[ABOUT THIS TASK]
Your job is to copy the data that follows exactly, every line included.

Segment Start: DATA IN THIS EXERCISE

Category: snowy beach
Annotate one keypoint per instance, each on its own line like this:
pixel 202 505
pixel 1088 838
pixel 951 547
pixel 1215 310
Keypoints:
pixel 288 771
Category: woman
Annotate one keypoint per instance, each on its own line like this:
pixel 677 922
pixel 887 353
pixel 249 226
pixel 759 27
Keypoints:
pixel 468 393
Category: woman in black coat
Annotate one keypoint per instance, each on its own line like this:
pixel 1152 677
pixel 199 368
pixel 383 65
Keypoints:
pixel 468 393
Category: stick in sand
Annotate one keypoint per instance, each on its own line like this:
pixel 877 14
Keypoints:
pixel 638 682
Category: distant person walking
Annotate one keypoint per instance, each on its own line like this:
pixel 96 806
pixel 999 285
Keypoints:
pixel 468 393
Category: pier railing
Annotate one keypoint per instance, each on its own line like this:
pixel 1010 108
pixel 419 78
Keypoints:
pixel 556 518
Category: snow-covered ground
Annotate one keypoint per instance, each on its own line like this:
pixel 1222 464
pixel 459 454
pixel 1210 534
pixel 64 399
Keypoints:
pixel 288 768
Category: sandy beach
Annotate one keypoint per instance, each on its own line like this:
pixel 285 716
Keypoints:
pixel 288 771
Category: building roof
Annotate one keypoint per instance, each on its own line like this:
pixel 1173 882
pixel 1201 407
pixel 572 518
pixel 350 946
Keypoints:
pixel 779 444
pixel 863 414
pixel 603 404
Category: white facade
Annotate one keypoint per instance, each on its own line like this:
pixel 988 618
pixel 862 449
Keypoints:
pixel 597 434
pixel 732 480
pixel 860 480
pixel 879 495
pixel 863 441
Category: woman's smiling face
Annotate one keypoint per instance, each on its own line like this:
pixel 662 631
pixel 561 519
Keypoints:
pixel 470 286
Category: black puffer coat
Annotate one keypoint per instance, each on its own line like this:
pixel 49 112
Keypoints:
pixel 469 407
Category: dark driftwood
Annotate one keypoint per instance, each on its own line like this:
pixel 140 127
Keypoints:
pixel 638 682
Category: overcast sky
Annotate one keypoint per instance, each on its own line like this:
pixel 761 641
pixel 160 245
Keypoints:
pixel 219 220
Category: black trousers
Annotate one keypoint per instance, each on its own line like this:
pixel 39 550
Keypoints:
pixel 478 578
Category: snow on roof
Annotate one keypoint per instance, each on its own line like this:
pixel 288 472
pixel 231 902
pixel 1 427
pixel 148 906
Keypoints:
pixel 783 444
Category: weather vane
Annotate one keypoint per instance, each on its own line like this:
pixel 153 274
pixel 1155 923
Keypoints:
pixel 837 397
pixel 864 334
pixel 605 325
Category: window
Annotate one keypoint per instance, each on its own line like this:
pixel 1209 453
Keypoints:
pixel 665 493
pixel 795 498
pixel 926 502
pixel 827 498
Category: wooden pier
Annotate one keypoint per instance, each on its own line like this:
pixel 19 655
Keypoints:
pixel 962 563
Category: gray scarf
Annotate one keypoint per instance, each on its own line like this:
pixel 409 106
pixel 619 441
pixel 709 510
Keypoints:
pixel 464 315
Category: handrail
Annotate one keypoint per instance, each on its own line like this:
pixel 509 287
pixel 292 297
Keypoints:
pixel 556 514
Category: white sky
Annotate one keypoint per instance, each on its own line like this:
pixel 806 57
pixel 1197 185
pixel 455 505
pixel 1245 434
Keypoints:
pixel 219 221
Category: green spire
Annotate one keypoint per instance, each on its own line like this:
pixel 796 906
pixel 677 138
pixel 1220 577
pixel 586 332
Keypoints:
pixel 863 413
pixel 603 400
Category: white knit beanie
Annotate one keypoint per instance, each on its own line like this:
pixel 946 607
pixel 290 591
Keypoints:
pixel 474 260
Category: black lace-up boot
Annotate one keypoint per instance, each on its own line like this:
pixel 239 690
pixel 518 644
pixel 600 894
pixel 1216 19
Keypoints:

Segment End: DATA IN THIS EXERCISE

[ANSWER TO THIS PROBLEM]
Category: snowy beach
Annotate one keypoint per instance, each on its own line like this:
pixel 202 505
pixel 1088 838
pixel 951 547
pixel 1215 310
Keypoints:
pixel 288 771
Category: woman
Annotate one keypoint per instance, each on its own line like this:
pixel 677 922
pixel 887 353
pixel 249 226
pixel 759 27
Keypoints:
pixel 468 393
Category: woman in black coat
Annotate one keypoint per instance, each on its own line like this:
pixel 1152 677
pixel 199 368
pixel 383 65
Keypoints:
pixel 468 393
Category: stick in sand
Annotate one keypoint per instance, each on its own line like this:
pixel 877 14
Keypoints:
pixel 638 682
Category: distant person walking
Annotate one keypoint per instance, each on its own line like this:
pixel 96 806
pixel 999 285
Keypoints:
pixel 468 393
Category: pier railing
Annotate one keypoint per instance, each on its own line like this:
pixel 1010 108
pixel 419 78
Keypoints:
pixel 556 518
Category: snow-covered ground
Annotate one keypoint per instance, each on its own line like this:
pixel 1222 464
pixel 459 454
pixel 1210 534
pixel 64 399
Keypoints:
pixel 288 768
Category: sandy beach
Annotate one keypoint per instance, each on its own line like this:
pixel 285 716
Keypoints:
pixel 288 771
Category: building roof
Annotate one keypoint per instance, each on its own line like this:
pixel 1173 882
pixel 1201 407
pixel 572 518
pixel 350 946
Keypoints:
pixel 779 444
pixel 863 414
pixel 603 404
Category: white facade
Annotate one keypoint per instance, each on its own line like this:
pixel 988 618
pixel 862 449
Keypoints:
pixel 597 434
pixel 732 480
pixel 860 480
pixel 879 495
pixel 863 441
Category: woman's smiling face
Annotate one keypoint per instance, each on its own line like this:
pixel 662 631
pixel 561 519
Keypoints:
pixel 470 286
Category: black puffer coat
Annotate one keypoint per instance, each on its own line like this:
pixel 49 112
Keypoints:
pixel 469 407
Category: dark driftwood
Annotate one keypoint per instance, each on its own line like this:
pixel 140 127
Keypoints:
pixel 638 682
Category: overcast sky
Annotate one keypoint per instance, each on its own line like this:
pixel 761 641
pixel 160 245
Keypoints:
pixel 219 220
Category: black trousers
Annotate one keypoint per instance, each on its own line like this:
pixel 39 550
Keypoints:
pixel 478 578
Category: snow on roof
Annotate one keypoint per instance, each on its own line like this:
pixel 288 472
pixel 231 902
pixel 1 427
pixel 148 906
Keypoints:
pixel 783 444
Category: weather vane
Annotate one keypoint per instance, each on its own line like this:
pixel 153 274
pixel 1155 923
Keypoints:
pixel 837 397
pixel 864 334
pixel 605 325
Category: window
Annotate one keypoint per instance, each on its own line like this:
pixel 1209 453
Keypoints:
pixel 665 493
pixel 795 498
pixel 926 502
pixel 827 498
Category: wooden pier
Annotate one keypoint per instance, each on its own line like this:
pixel 19 655
Keypoints:
pixel 962 563
Category: gray scarf
Annotate one keypoint per instance, each on its own line like this:
pixel 409 106
pixel 619 441
pixel 709 510
Keypoints:
pixel 464 315
Category: handrail
Annotate one keypoint per instance, each on its own line like this:
pixel 509 287
pixel 292 297
Keypoints:
pixel 556 514
Category: white sky
Annotate one keypoint per instance, each on its own line like this:
pixel 806 57
pixel 1197 185
pixel 455 505
pixel 1245 434
Keypoints:
pixel 219 221
Category: green spire
Annotate one keypoint per instance, each on its own line like this:
pixel 796 906
pixel 677 138
pixel 1220 577
pixel 586 332
Keypoints:
pixel 863 413
pixel 603 400
Category: white knit beanie
Annotate one keypoint per instance, each on its own line like this:
pixel 946 607
pixel 290 591
Keypoints:
pixel 474 260
Category: black lace-up boot
Annotate one keypoint per instance, each on its own line like this:
pixel 239 690
pixel 518 644
pixel 600 894
pixel 1216 19
Keypoints:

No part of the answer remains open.